→ **WHAT TO WORK ON**
In the entries below, repeat word for word the lines running from the one containing "Every instance of the wooden" through the one containing "Target: wooden boat", including both of those lines.

→ **GIVEN RECORDS**

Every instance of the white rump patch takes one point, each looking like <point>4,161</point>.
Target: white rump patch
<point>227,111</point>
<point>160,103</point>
---
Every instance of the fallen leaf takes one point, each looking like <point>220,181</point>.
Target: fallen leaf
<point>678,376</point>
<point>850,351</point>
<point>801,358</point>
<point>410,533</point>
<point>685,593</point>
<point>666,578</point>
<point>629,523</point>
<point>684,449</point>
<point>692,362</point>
--
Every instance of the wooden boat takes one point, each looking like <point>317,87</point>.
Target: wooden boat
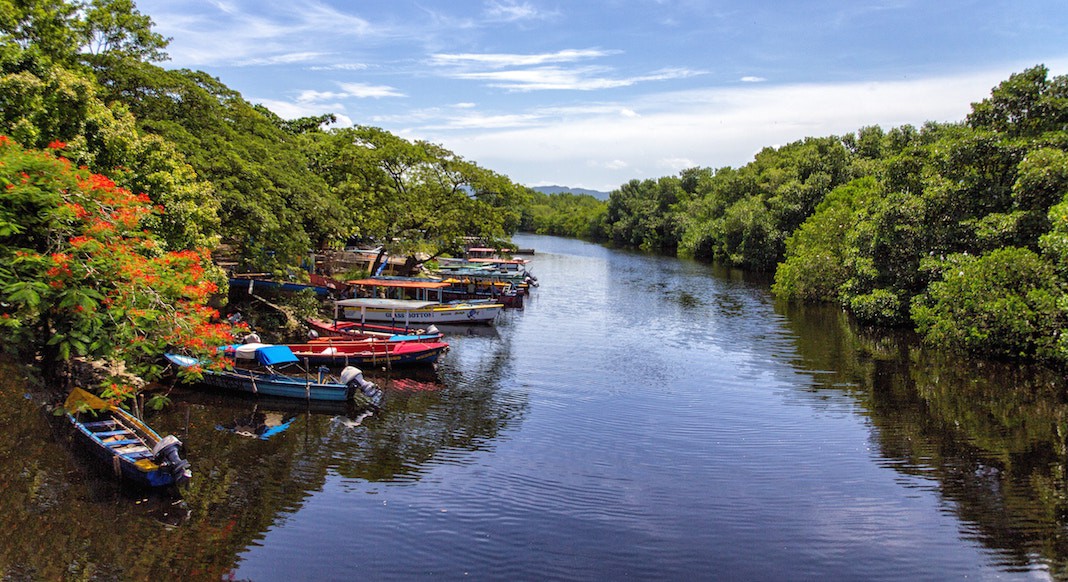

→ **EXPECTED OUTPUT**
Every instance of the wooden boat takes one point, each looking like <point>317,87</point>.
Target: wooden boat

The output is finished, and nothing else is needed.